Task to complete: The output is the line holding "Query: small wooden hut" and all lines after it to the end of the records below; restate them unchanged and add nothing.

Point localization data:

___

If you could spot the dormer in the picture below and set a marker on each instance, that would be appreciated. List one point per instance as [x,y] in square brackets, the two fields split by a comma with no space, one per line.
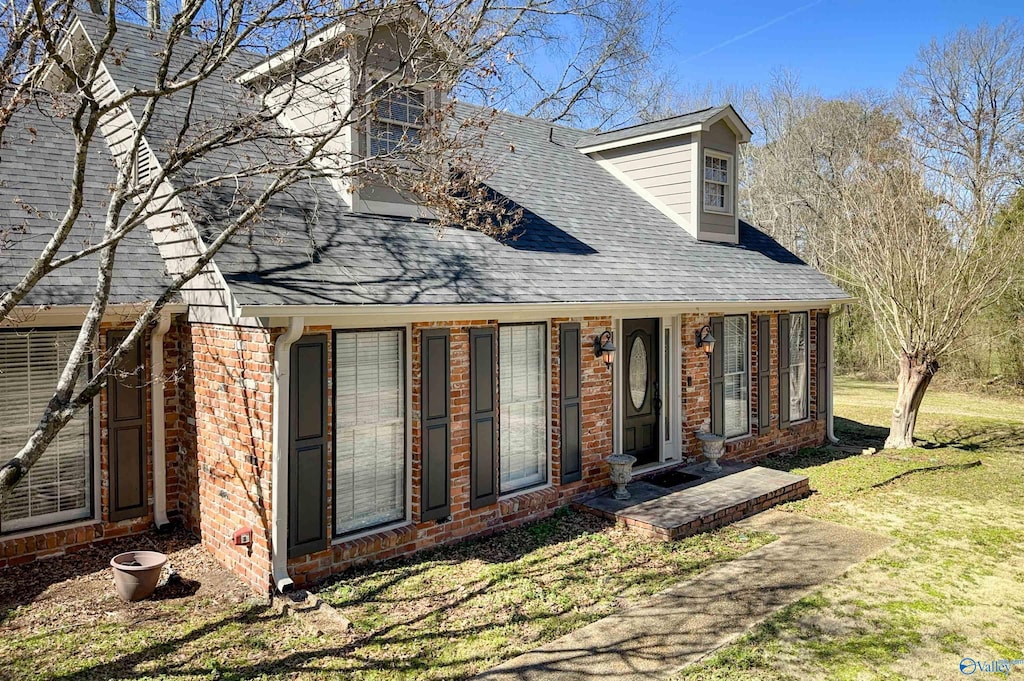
[685,166]
[316,81]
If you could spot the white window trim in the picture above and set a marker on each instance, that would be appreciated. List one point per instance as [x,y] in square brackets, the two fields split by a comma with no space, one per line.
[345,538]
[750,407]
[807,368]
[391,87]
[729,184]
[95,508]
[549,479]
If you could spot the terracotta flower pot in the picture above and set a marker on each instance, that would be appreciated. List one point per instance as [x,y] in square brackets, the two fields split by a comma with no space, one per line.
[136,573]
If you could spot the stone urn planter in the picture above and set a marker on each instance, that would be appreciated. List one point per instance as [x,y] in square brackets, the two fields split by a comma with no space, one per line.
[136,573]
[622,472]
[713,447]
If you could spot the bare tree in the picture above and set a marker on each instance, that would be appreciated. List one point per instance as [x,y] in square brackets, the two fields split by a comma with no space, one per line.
[178,147]
[897,200]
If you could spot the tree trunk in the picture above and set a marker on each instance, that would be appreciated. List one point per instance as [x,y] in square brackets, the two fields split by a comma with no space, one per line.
[914,376]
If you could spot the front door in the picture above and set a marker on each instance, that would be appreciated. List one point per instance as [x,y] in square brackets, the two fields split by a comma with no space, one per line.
[641,393]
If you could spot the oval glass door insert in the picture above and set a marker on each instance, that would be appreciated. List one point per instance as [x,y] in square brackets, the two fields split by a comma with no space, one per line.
[638,373]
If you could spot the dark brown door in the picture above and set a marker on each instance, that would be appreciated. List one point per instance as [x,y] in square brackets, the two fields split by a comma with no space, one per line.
[641,394]
[126,396]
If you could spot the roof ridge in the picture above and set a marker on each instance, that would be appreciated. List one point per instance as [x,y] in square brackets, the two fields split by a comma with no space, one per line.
[660,120]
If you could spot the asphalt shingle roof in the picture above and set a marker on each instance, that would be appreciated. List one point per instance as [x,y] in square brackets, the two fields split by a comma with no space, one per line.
[35,180]
[585,237]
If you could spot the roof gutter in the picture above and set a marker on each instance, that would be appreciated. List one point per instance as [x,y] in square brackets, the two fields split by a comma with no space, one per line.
[159,434]
[420,311]
[829,421]
[279,472]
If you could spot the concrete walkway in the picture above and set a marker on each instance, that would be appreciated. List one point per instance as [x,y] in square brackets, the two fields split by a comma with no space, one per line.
[693,618]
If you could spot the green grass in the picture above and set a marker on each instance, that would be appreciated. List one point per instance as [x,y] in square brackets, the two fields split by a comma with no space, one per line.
[446,613]
[949,585]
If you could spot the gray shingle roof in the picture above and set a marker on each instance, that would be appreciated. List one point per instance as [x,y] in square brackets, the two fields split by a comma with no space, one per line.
[35,179]
[681,121]
[585,238]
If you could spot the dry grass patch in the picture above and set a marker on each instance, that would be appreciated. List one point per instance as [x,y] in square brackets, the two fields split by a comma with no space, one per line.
[448,613]
[949,586]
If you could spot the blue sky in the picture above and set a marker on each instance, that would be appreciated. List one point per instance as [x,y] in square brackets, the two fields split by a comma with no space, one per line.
[835,45]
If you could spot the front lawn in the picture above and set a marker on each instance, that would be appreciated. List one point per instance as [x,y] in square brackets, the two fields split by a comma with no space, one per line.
[950,586]
[449,613]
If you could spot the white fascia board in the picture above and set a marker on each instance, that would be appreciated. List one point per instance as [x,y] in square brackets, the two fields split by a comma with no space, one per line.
[649,137]
[406,313]
[28,316]
[289,54]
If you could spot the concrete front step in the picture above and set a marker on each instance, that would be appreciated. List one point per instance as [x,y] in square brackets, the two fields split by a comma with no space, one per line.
[704,505]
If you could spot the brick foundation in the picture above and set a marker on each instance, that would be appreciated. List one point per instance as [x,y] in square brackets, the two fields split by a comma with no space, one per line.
[220,447]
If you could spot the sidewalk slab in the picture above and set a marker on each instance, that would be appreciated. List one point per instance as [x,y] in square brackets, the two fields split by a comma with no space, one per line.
[687,621]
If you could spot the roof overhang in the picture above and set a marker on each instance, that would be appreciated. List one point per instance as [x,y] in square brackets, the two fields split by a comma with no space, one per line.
[727,115]
[422,312]
[29,316]
[315,45]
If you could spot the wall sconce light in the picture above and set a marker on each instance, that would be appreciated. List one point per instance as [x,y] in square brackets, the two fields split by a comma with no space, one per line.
[604,347]
[706,340]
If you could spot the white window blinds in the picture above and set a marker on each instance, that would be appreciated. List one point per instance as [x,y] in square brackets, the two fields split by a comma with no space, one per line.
[798,367]
[397,121]
[735,375]
[58,486]
[523,391]
[370,429]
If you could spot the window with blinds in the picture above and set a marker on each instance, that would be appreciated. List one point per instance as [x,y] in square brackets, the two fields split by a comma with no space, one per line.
[370,429]
[736,362]
[58,487]
[523,407]
[798,367]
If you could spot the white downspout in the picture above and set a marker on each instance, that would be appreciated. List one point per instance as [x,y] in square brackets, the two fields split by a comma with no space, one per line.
[279,471]
[829,432]
[159,433]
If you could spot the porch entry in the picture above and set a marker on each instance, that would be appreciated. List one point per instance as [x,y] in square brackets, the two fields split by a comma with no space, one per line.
[641,390]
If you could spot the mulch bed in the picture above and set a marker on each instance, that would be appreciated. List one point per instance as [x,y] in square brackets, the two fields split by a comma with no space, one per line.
[80,585]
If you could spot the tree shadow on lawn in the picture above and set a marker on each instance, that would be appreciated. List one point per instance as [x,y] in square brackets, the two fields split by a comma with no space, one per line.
[446,626]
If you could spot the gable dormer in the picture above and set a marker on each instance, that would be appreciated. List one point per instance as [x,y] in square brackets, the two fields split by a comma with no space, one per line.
[685,166]
[317,80]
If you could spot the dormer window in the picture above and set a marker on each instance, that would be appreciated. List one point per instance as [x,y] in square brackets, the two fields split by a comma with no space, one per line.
[397,121]
[718,182]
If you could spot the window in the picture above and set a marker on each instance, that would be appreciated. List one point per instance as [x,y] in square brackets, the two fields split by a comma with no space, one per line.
[396,122]
[58,486]
[523,406]
[798,367]
[370,429]
[735,363]
[718,182]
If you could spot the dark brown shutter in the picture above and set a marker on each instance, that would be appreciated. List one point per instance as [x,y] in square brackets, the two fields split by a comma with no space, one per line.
[821,376]
[126,431]
[764,372]
[435,425]
[570,417]
[307,447]
[783,371]
[718,376]
[482,417]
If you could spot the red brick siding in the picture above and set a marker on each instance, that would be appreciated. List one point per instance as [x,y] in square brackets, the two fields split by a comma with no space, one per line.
[228,479]
[696,395]
[508,512]
[24,547]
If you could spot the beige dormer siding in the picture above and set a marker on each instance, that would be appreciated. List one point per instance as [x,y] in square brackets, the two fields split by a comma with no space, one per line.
[662,169]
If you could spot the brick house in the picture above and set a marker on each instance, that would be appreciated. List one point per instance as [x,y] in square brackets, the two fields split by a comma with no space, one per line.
[395,392]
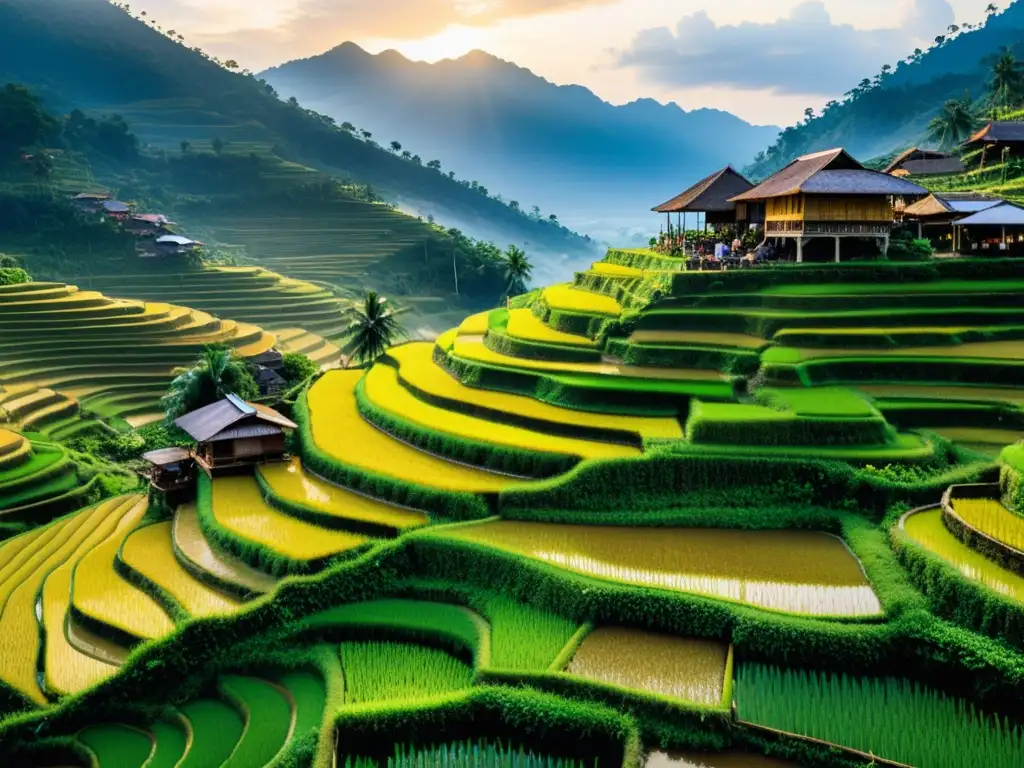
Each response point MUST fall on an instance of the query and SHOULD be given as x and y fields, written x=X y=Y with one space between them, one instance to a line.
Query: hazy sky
x=762 y=59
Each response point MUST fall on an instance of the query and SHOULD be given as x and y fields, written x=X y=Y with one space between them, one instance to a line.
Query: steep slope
x=896 y=113
x=556 y=146
x=88 y=53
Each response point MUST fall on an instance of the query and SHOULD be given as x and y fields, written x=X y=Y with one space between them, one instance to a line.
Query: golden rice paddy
x=475 y=350
x=681 y=668
x=991 y=518
x=340 y=431
x=572 y=299
x=416 y=366
x=384 y=389
x=148 y=551
x=240 y=507
x=524 y=325
x=98 y=592
x=474 y=325
x=928 y=529
x=291 y=482
x=796 y=571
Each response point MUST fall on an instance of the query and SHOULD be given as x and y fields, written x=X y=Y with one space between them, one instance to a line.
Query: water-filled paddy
x=792 y=570
x=927 y=529
x=682 y=668
x=991 y=518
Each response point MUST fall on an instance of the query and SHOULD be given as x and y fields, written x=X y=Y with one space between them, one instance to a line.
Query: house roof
x=998 y=130
x=944 y=204
x=829 y=172
x=207 y=423
x=710 y=194
x=166 y=457
x=1003 y=214
x=934 y=166
x=176 y=240
x=914 y=153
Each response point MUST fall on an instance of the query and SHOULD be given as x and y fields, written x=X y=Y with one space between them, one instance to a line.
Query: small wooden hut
x=830 y=195
x=232 y=434
x=918 y=162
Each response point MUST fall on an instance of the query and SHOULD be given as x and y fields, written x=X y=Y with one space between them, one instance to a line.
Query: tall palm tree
x=954 y=122
x=217 y=372
x=517 y=270
x=373 y=328
x=1007 y=85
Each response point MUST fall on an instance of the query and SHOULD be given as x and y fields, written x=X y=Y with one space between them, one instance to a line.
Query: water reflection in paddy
x=927 y=529
x=792 y=570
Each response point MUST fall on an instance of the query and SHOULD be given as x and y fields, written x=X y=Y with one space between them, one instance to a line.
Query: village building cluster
x=154 y=232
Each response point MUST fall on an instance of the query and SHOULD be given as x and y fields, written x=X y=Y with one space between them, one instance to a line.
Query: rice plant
x=888 y=717
x=796 y=571
x=389 y=672
x=479 y=754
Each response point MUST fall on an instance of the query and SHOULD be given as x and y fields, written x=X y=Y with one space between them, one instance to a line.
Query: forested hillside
x=892 y=110
x=90 y=54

___

Exercise solution:
Query: small wooden hut
x=830 y=195
x=232 y=434
x=918 y=162
Each response point MUST fall on an instance of the query and SHOULD be given as x and y fields, written x=X y=Y with one space between them, one instance to a line.
Query: tall palm tree
x=954 y=122
x=217 y=372
x=517 y=270
x=373 y=328
x=1007 y=85
Each response point MUST fall on an instance of the query and SHOULD be given as x and y fields, written x=X y=Y with one space between them, one instance to a line.
Query: water reflection in paddy
x=927 y=529
x=792 y=570
Each response point MUST fall on an instance of the query and SHOULD be given as x and y fields, written x=X y=Y with one space between them, one instance to a line.
Query: village building cluster
x=154 y=232
Each response point MUST fall on an instance of the query and SHOULD be given as x and y fields, written x=X y=Y with one space between them, one instance to a line.
Query: rice plant
x=888 y=717
x=796 y=571
x=389 y=672
x=479 y=754
Each response point MUST fall on an instance of the query and SHOULD be given as x and y fields, written x=X y=Y with one space between them, one instance to a line.
Query: forested hillside
x=892 y=110
x=90 y=54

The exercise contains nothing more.